→ Extract:
--------------------------------

Use of space platforms is not like in the movies.  The systems were put up there to perform specific surveillance (and other) tasks and its hard to justify pulling them and re-orientating them just so they can find one guy, especially when the job can be done more efficiently and effectively by boots on the ground.  Plus the cost in manpower in having to have a team of imagery analysts constantly reviewing the imagery received, which means by the time they identify a clue to Osama's presence in an area, the guy is already out of area, so you cant act on the information (which requires sending in a ground team anyway).  

Reading a license plate is great, but it doesnt help if the cars in the area (if there are any) dont have licenses plates and if they do the plates are unlikely to have a vehicle registered in Osama's name (i.e. "There it is, custom licence number "I-P-L-A-N-D-9-1-1", find out what address the vehicle owner lives at.  You got it?  Cave #842, Bora Mountain Heights, Waziristan?  Excellent, we'll send a team right away..." - it just doesnt happen.).  

Granted there are more capable/specialized space-based systems out there we could discuss, but the same issues apply to those as well... 

_(Retiredgrunt45, not trying to poke fun at or insult you, just trying to give giving valid feedback with examples...) _


----------



## Greymatters (30 Aug 2007)

The real question to consider is - If he is already dead, or does die, will they announce it and when?  Will they try and make a martyr out of him, or hide his demise so that the Great Satan remains in doubt as to Osama's current status and threat to the West?

--------------------------------

→ Extracted information:
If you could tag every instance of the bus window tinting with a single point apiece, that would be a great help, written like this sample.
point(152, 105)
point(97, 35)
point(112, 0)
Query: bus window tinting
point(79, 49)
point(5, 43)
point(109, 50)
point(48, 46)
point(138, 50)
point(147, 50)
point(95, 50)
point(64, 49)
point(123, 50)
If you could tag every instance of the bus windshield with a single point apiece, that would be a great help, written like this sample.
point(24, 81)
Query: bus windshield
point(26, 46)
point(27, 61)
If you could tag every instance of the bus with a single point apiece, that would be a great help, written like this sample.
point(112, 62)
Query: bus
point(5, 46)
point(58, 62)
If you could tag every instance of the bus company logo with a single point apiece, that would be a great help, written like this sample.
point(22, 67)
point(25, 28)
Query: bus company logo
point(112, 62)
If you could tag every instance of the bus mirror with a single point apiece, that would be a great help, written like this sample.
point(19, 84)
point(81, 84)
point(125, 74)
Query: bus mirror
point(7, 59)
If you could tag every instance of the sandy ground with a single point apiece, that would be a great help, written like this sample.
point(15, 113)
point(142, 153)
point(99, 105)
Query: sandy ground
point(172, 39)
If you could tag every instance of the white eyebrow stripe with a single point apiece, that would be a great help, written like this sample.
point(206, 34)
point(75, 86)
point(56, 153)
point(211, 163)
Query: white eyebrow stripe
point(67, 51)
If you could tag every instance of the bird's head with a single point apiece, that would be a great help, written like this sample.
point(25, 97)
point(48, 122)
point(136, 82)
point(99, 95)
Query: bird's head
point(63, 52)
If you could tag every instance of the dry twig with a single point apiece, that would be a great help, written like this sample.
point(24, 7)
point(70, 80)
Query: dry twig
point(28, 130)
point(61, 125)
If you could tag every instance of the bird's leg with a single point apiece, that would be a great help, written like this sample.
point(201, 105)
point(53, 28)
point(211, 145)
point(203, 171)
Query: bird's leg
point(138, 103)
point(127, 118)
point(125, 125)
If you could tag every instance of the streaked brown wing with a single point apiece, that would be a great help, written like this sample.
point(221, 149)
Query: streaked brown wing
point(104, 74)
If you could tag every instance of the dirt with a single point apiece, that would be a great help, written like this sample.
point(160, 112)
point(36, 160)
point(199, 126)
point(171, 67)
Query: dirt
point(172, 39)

--------------------------------

→ Short task A: Print the passage of the satellite-surveillance thread that opens with the words "Use of space" and closes with "ground team anyway).", copied word for word.
→ Short task B: In the satellite-surveillance thread, rewrite the paragraph beginning "Use of space platforms" as a short bulleted list of its main points.

→ Written reply A:
Use of space platforms is not like in the movies.  The systems were put up there to perform specific surveillance (and other) tasks and its hard to justify pulling them and re-orientating them just so they can find one guy, especially when the job can be done more efficiently and effectively by boots on the ground.  Plus the cost in manpower in having to have a team of imagery analysts constantly reviewing the imagery received, which means by the time they identify a clue to Osama's presence in an area, the guy is already out of area, so you cant act on the information (which requires sending in a ground team anyway).

→ Written reply B:
- Space platforms don't work the way they do in the movies.
- They were put in orbit for specific surveillance and other tasks, so pulling and reorienting them to find one man is hard to justify.
- Ground teams can do that job more efficiently and effectively.
- Constantly reviewing the imagery requires a team of imagery analysts, which is costly in manpower.
- By the time analysts spot a clue to Osama's presence in an area, he is already gone, so the information can't be acted on. Acting on it would require sending in a ground team anyway.